==== Selected text ====

The 12th Indian Division was formed in March 1915 from units of the British Indian Army. It formed part of the Tigris Corps, for service during the Mesopotamia Campaign of World War I. The Division arrived in Mesopotamia in April 1915 and remained there until it was broken up in March 1916.
The Division's brigades remained in Mesopotamia as independent formations until forming part of the 15th Indian Division in May 1916.
During its short existence it fought in a number of actions including the Battle of Shaiba between April 12–14, 1915, the  Battle of Khafajiya between May 14–16, 1915, the Battle of Nasiriya between July 5, 13-14, 24 1915, where 400 British and Indian soldiers were killed in the battle and up to 2,000 Turkish Soldiers. The Occupation of Nasiriya and the affair at Butanuja, January 14, 1916.

====

# Aim
Reproduce the passage on the 12th Indian Division in full, word for word. The records aren't needed for anything here.

==== Data section ====

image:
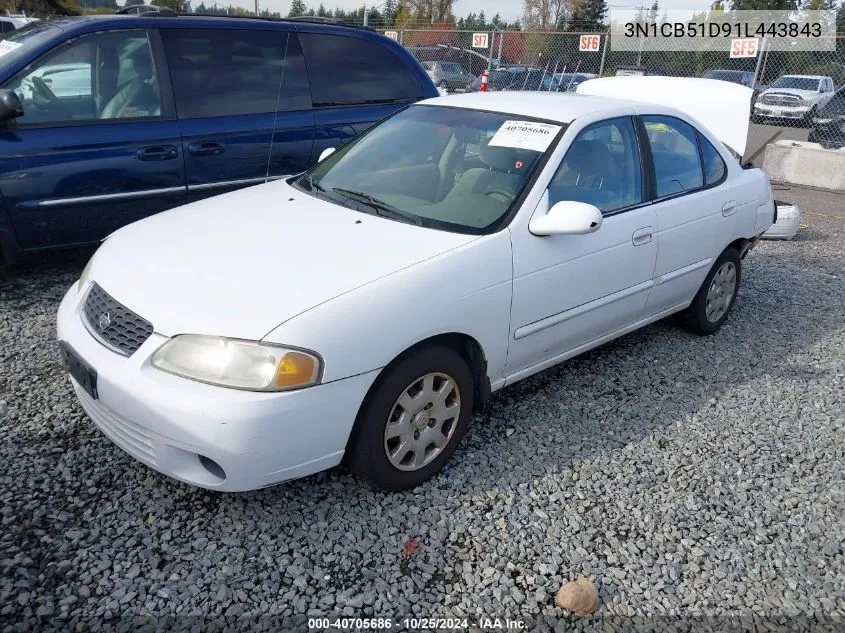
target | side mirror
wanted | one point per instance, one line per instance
(567, 218)
(10, 105)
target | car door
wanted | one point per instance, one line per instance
(571, 290)
(227, 83)
(354, 83)
(100, 151)
(696, 209)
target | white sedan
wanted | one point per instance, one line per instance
(362, 310)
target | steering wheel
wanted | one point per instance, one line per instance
(502, 195)
(42, 91)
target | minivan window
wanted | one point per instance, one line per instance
(348, 70)
(20, 42)
(103, 76)
(223, 72)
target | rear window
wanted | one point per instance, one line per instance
(220, 72)
(348, 70)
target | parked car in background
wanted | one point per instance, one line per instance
(231, 345)
(449, 75)
(11, 22)
(499, 79)
(533, 79)
(569, 82)
(171, 109)
(829, 123)
(796, 97)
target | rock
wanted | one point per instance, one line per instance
(580, 597)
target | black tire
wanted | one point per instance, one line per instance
(695, 318)
(367, 451)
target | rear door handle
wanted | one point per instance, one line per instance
(157, 152)
(205, 148)
(642, 236)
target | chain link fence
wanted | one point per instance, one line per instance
(799, 95)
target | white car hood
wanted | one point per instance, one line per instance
(240, 264)
(721, 106)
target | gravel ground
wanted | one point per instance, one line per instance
(685, 476)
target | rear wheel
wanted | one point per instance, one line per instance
(413, 419)
(717, 295)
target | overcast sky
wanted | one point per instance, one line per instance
(508, 9)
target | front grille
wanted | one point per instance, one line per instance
(788, 100)
(113, 324)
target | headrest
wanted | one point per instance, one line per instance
(591, 157)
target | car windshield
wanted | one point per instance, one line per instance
(797, 83)
(449, 168)
(18, 43)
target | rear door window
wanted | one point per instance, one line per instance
(677, 165)
(347, 70)
(224, 72)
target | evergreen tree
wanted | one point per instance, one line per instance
(297, 9)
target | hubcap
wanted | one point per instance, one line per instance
(721, 292)
(422, 421)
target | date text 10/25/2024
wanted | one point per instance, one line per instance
(415, 624)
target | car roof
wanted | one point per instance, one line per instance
(563, 107)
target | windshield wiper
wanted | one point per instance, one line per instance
(380, 207)
(312, 184)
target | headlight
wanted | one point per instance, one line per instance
(238, 364)
(86, 273)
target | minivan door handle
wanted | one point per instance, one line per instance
(157, 152)
(205, 148)
(642, 236)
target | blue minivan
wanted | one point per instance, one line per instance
(108, 119)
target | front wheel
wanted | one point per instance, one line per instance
(717, 295)
(413, 419)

====

# Output
The 12th Indian Division was formed in March 1915 from units of the British Indian Army. It formed part of the Tigris Corps, for service during the Mesopotamia Campaign of World War I. The Division arrived in Mesopotamia in April 1915 and remained there until it was broken up in March 1916.
The Division's brigades remained in Mesopotamia as independent formations until forming part of the 15th Indian Division in May 1916.
During its short existence it fought in a number of actions including the Battle of Shaiba between April 12–14, 1915, the  Battle of Khafajiya between May 14–16, 1915, the Battle of Nasiriya between July 5, 13-14, 24 1915, where 400 British and Indian soldiers were killed in the battle and up to 2,000 Turkish Soldiers. The Occupation of Nasiriya and the affair at Butanuja, January 14, 1916.